Object position labeling entries:
--------

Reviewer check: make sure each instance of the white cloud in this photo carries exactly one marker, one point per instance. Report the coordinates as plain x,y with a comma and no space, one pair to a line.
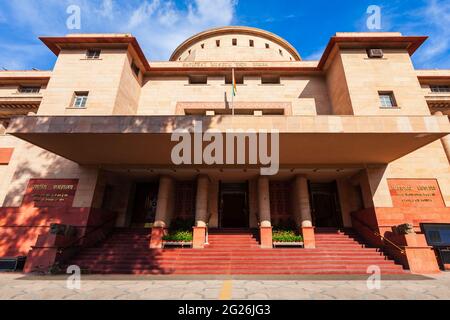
143,14
436,20
159,25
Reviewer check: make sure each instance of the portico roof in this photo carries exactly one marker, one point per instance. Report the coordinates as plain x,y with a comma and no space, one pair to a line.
304,140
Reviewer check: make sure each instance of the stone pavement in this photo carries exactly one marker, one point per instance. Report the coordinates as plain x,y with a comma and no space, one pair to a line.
20,287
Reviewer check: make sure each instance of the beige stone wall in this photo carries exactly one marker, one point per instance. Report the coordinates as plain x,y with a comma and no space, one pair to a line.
308,95
242,51
395,72
12,90
129,90
30,162
338,88
72,72
429,162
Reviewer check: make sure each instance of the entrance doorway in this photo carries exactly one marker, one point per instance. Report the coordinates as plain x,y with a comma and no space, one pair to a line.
145,200
326,211
234,205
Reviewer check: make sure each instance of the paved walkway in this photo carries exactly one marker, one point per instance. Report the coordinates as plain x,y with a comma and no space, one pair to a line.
17,286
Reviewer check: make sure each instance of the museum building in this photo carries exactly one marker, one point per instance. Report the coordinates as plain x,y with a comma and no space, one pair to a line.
88,177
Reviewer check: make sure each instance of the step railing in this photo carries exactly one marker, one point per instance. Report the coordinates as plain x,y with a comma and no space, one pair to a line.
379,235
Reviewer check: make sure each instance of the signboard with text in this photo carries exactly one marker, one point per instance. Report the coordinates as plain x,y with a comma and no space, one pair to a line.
51,192
423,193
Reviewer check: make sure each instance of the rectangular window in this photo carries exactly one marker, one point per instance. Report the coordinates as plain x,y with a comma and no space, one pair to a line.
270,79
28,90
239,78
93,53
198,79
387,99
80,99
440,88
135,69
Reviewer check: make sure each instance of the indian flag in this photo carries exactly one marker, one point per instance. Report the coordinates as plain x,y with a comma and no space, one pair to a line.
234,84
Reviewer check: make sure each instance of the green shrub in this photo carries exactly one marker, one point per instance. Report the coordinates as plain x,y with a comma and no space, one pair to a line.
179,224
178,236
286,236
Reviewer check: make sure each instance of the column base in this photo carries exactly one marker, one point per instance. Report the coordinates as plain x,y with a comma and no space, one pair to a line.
309,239
156,239
266,237
199,237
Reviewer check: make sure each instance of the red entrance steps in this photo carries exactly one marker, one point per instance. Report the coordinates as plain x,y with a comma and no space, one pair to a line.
233,251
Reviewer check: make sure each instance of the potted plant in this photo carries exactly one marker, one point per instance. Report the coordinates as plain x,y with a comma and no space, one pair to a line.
285,234
180,233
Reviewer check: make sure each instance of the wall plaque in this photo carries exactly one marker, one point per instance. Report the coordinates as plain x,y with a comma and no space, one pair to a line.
423,193
51,193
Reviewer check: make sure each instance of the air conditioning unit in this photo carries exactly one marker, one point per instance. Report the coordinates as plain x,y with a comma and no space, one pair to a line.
375,53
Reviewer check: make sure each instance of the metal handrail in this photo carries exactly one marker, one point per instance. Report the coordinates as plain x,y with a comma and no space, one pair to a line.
376,233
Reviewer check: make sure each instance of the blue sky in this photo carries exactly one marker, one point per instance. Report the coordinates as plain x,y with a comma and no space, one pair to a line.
160,25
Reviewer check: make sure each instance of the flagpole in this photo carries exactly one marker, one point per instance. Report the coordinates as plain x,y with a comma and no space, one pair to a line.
232,91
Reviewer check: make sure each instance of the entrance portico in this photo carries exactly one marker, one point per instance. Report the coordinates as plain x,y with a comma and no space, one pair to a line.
235,198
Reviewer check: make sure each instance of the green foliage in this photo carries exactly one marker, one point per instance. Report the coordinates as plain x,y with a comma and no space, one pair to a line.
179,236
286,225
179,224
286,236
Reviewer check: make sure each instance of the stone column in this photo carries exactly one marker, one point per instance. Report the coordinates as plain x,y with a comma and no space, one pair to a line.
265,224
163,211
445,140
303,211
201,212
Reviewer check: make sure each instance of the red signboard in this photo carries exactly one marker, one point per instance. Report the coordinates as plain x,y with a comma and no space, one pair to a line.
423,193
51,193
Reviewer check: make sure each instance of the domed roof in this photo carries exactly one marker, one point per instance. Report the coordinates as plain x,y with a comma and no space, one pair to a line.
235,43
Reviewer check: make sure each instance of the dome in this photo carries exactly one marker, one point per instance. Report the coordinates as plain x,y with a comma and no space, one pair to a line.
235,44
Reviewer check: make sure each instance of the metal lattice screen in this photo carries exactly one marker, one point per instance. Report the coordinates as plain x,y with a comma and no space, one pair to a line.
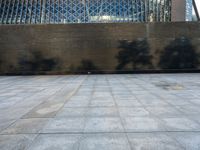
83,11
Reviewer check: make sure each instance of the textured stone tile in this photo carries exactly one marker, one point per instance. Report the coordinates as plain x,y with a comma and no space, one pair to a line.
16,142
164,111
133,111
180,124
152,141
44,110
24,126
105,124
102,112
136,124
56,142
102,103
104,142
71,112
65,125
4,123
128,103
188,140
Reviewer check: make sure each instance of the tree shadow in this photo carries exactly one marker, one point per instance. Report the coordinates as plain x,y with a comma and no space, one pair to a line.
135,53
37,63
87,66
179,54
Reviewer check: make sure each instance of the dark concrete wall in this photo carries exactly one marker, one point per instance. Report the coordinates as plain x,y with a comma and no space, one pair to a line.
60,49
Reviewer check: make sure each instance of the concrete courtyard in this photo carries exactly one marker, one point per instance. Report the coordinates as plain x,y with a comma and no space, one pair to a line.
100,112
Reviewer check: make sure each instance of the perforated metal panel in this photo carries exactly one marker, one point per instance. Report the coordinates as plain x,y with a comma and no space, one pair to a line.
83,11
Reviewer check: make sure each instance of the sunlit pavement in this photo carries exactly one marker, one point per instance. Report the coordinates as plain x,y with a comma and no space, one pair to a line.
100,112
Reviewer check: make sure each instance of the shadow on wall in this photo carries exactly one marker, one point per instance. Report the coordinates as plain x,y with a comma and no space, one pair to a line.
179,54
85,66
135,53
36,63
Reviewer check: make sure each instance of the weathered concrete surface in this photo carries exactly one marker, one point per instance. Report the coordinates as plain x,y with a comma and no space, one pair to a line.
61,49
100,112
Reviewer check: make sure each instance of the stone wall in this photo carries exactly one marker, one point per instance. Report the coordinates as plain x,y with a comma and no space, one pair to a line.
63,49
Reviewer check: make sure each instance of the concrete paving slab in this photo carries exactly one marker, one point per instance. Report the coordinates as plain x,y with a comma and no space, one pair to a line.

--------

TO DO:
Repeat precisely the lines of the data starting at the one containing "Reviewer check: make sure each instance of the dark", last line included.

TASK ANSWER:
Reviewer check: make sure each instance of the dark concrete wall in this photo carries exactly one marker, one point per instance. Report the coordinates as plain x,y with a comma and no space, one pair to a line.
60,49
Reviewer check: make sure each instance of the concrete courtyard in this photo carries exactly one marker, one point per instance. Report the coordinates as plain x,y with a comma and no space, one pair to a line.
100,112
Reviewer check: make sure each instance of the perforated metal panel in this photo carries exactly one marker, one point per instance. Report the coordinates as plain x,y with a comma and no space, one pair to a line.
83,11
Reviewer check: make sure each instance of the sunlit pavement in this photo carries exactly one marker, one point per instance. Report the coordinates as plain x,y with a comma and no space, one pair to a line.
100,112
Reviewer check: make sure each instance of the shadow on wall in this photo carries exactly one marker, one point per instance. Report the coordinates as plain x,y with a comma and no space, one pair to a line.
179,54
85,66
135,53
36,63
Reviewer check: make sure each instance of the weathered concrete surface in this photo carries exactly one marker, one point per instance. Report the coordinates as plain x,y with a comma and no space, one pair to a line.
61,49
100,112
Reviewer check: make sure each instance of the stone wall in this photo carries exactly one marker, one point per instance. Report the coordinates as plain x,y with a comma and no space, one pair to a line.
63,49
Reviewer check: make sure each instance of the concrete paving slab in this photo carries exactly one marker, one point per instance. Report the coordinates as plain x,y with a comma and no space, one pair to a line.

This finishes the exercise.